### Description of the task
Reproduce every one of the records below verbatim, omitting the pictures.

### Data provided
● ● ● ●

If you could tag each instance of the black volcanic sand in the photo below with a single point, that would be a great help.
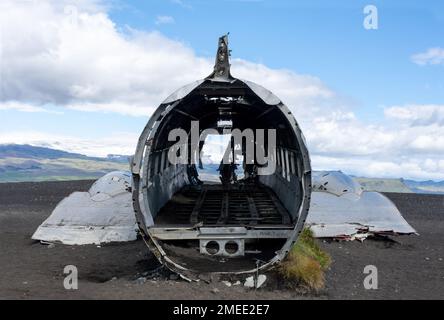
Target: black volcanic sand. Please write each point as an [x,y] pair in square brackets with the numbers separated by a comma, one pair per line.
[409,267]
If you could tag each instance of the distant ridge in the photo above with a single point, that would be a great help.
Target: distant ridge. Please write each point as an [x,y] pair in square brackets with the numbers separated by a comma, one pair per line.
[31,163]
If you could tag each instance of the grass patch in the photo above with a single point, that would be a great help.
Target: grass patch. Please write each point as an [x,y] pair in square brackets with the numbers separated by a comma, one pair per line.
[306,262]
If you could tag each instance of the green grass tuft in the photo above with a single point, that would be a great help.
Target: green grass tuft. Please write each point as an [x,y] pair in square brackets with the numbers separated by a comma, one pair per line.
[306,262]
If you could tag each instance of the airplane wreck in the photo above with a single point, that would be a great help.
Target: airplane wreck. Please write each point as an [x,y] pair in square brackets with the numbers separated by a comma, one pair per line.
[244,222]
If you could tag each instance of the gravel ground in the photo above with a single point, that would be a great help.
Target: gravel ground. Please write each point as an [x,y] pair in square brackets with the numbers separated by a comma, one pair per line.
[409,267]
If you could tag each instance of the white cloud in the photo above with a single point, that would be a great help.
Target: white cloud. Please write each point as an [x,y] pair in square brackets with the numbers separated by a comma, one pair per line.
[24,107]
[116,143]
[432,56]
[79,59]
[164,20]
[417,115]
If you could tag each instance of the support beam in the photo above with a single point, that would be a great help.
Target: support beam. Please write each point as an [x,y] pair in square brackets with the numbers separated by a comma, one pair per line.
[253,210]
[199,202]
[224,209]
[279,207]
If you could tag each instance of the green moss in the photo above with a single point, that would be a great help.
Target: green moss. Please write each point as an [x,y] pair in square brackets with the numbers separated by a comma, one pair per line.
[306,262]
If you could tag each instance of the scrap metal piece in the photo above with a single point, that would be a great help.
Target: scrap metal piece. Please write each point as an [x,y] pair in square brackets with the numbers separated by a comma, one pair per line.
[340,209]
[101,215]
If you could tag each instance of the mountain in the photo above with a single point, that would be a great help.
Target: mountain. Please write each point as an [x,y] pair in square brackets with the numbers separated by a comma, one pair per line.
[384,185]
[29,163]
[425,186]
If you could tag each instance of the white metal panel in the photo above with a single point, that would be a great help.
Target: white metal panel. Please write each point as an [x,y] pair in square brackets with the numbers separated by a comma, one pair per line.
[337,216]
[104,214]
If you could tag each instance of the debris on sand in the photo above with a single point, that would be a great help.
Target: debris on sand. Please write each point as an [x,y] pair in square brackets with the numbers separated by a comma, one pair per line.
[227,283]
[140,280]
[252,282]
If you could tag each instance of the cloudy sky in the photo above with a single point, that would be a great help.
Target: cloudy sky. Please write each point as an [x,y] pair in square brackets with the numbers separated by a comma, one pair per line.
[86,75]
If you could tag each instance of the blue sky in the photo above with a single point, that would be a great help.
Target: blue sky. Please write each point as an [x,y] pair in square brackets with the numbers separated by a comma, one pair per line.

● ● ● ●

### Response
If you could tag each instance of the black volcanic sand in the photo below with a single point, that would be a great help.
Target: black volcanic sand. Please write each point as an [x,y] pair in square brackets with the numbers separated by a comma, one pair per line.
[409,267]
If you could tag each instance of the distant ridge in the photo above with a single point, that would be a great help.
Target: distant ridge. Please write each point as an [x,y] pair in square brackets with the numbers separated by a comma, one pair per line.
[31,163]
If you could tag each instance of the grass patch in the photo above with a single point, that would be a great help.
Target: grass patch. Please write each point as an [x,y] pair in square brackets with the numbers separated by a comma, one pair per line.
[306,262]
If you could tag each instance of the green grass tuft in the photo above with a single point, that would be a great help.
Target: green grass tuft. Please write each point as an [x,y] pair in square brackets with the numbers separated by a comma, one pair per line.
[306,262]
If you could tag each instance of the airplane wreck in the photo above with a single point, that would be a great help.
Target: airplane wreck. Please write each point as an [x,y] pair in square brackets with the numbers separated by a comma, one pair per line.
[244,222]
If you could tag each instance of the gravel ground in the photo above with a single point, that would be a great help.
Target: gravel ground. Please write each point as an [x,y] pair in square brackets with the numbers separated by a comma, one pair per line.
[409,267]
If you could tag each instance of the white cloud in the photo above with a single point, that would be a great help.
Target: white cloud. Please write each point as an [x,y] pair in square brackets with the numbers separated by a comma, one pair per line.
[24,107]
[116,143]
[432,56]
[79,59]
[164,20]
[417,115]
If you could tag each instance of the support beam in the photo above with a single point, that would be a great help.
Target: support beam. Please write each point as an [x,y] pair in square brackets with the numbers separated by a comma, one pair per line.
[253,210]
[199,202]
[224,209]
[279,207]
If you could tag each instance of the green moss in the photo above with a single point, that would be a great help.
Target: green moss. Please write each point as an [x,y] pair in square brackets with the numbers separated by a comma, one pair per line.
[306,262]
If you could tag each instance of the scrap metal piece in the photo above with a single point, that would be a great help.
Target: scrap metal piece. Please write each point as an [x,y] pair in square brackets with the numbers separated by a comma, one pair per line.
[340,209]
[101,215]
If you could tag each instance of the mountain in the photo above with a single point, that would be a great help.
Target: mountain. Please write each point as an [x,y] pair in square brackets with the numbers separated by a comma, one pair per line.
[384,185]
[29,163]
[425,186]
If you could tag each instance of the white metal panel in the photo above with a single point, that would be a great help.
Target: white metal panel. Please write each point as an [x,y] pair in square brackets with the numbers separated by a comma, one pair per line.
[337,216]
[104,214]
If you could tag each instance of the debris on sand in the photo above with a single point, that would be a great help.
Target: debris on sand. Please write each point as an [x,y] pair in square brackets with the numbers separated by a comma, one pair per line.
[227,283]
[140,280]
[252,282]
If you could tag each instance of the cloudy sky in the photo above with a single point, that would be a great help.
Target: cloudy sky. Please write each point as an [x,y] pair in square brackets with the numbers separated by a comma, one pair per line.
[86,75]
If you could tag each instance of the blue sky in the photo above with a single point, that would be a great help.
Target: blue sky. Please write each point as an [x,y] pair in square brackets with the numbers separated by a comma, one pair per line.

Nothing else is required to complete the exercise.